** start of Rows **
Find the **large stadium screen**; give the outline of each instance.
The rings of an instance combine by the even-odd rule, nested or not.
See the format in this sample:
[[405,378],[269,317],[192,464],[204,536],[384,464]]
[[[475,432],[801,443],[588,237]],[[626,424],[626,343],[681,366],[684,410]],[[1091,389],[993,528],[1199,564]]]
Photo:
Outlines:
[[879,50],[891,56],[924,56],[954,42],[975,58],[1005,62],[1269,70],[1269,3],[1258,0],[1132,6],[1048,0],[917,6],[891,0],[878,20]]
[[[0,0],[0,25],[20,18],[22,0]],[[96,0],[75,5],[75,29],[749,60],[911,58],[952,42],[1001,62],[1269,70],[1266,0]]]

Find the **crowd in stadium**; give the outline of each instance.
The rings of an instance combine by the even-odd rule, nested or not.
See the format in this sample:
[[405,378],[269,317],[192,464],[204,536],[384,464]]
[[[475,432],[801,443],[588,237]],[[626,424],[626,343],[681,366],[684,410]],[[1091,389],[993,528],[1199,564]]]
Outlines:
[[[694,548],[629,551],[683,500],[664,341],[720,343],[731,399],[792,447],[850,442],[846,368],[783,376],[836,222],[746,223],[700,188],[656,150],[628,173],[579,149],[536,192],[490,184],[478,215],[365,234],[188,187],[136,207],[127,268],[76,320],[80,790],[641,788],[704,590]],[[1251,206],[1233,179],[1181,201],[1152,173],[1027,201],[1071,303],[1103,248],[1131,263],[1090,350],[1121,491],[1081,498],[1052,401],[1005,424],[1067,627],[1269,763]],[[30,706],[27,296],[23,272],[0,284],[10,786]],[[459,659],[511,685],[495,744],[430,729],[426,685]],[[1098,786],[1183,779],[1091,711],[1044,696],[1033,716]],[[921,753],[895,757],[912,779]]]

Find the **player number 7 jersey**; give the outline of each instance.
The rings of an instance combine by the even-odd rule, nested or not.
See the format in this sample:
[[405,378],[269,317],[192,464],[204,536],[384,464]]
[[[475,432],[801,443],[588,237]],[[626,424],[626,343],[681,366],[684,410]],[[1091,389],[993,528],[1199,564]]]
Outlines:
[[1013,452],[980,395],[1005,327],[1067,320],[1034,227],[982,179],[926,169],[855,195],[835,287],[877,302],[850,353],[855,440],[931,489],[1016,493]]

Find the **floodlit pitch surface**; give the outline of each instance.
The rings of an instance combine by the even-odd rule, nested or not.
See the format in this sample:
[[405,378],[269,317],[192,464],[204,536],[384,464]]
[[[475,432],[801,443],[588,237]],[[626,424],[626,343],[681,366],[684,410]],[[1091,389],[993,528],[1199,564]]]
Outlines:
** end of Rows **
__Written exercise__.
Write out the listing above as a JSON list of strings, one string per line, leaving out the blank lines.

__Written solution__.
[
  "Find the **large stadium screen**; give the outline of each instance.",
  "The rings of an instance combine by the even-odd rule, nested or not.",
  "See the format in this sample:",
  "[[405,378],[269,317],[192,464],[204,536],[384,464]]",
  "[[[475,432],[801,443],[588,237]],[[626,424],[626,343],[681,366],[684,410]],[[1091,389],[993,528],[1199,564]]]",
  "Photo:",
  "Outlines:",
  "[[879,50],[891,56],[924,56],[954,42],[975,58],[1005,62],[1269,70],[1269,3],[1258,0],[1132,6],[1048,0],[917,6],[891,0],[878,20]]",
  "[[[0,0],[0,25],[20,18],[22,0]],[[96,0],[75,5],[75,29],[749,60],[911,58],[952,42],[1001,62],[1269,70],[1266,0]]]",
  "Find the **crowd in stadium**; give the outline of each instance.",
  "The rings of an instance combine by the even-odd rule, nested or not.",
  "See the format in this sample:",
  "[[405,378],[269,317],[192,464],[204,536],[384,464]]",
  "[[[475,432],[801,443],[588,237]],[[626,424],[626,343],[681,366],[684,410]],[[1091,389],[993,528],[1199,564]]]",
  "Outlines:",
  "[[[694,548],[629,551],[683,500],[664,341],[720,343],[731,399],[792,447],[850,442],[846,368],[783,376],[836,222],[746,223],[700,188],[656,150],[628,173],[579,149],[536,192],[490,184],[478,215],[365,234],[188,187],[136,207],[127,268],[76,320],[80,790],[641,788],[704,590]],[[1251,206],[1233,179],[1181,201],[1152,173],[1027,201],[1071,303],[1103,248],[1131,263],[1090,350],[1121,491],[1081,498],[1052,401],[1005,424],[1067,627],[1269,763]],[[30,706],[27,296],[23,272],[0,284],[10,786]],[[459,659],[511,685],[495,744],[430,729],[426,685]],[[1098,786],[1183,779],[1091,711],[1044,696],[1033,716]],[[921,753],[895,757],[912,779]]]",
  "Find the **player number 7 jersey**; give the outline of each instance.",
  "The rings of an instance combine by the even-odd rule, nested or not.",
  "See the format in this sample:",
  "[[405,378],[269,317],[192,464],[204,536],[384,464]]",
  "[[[475,432],[801,443],[588,237]],[[626,424],[626,343],[681,366],[684,410]],[[1091,389],[993,528],[1199,564]]]",
  "Outlines:",
  "[[1013,452],[980,395],[1005,327],[1067,320],[1034,227],[982,179],[926,169],[855,195],[835,287],[877,302],[850,353],[855,440],[931,489],[1016,493]]",
  "Find the **floodlit pitch surface**; give the outline of each instance.",
  "The rings of an instance combine by the even-odd rule, nested or not.",
  "See the format in this sample:",
  "[[405,378],[269,317],[192,464],[204,536],[384,464]]",
  "[[[475,432],[801,443],[588,237]],[[626,424],[626,343],[681,366],[684,410]],[[1091,389],[993,528],[1199,564]]]",
  "Outlines:"
]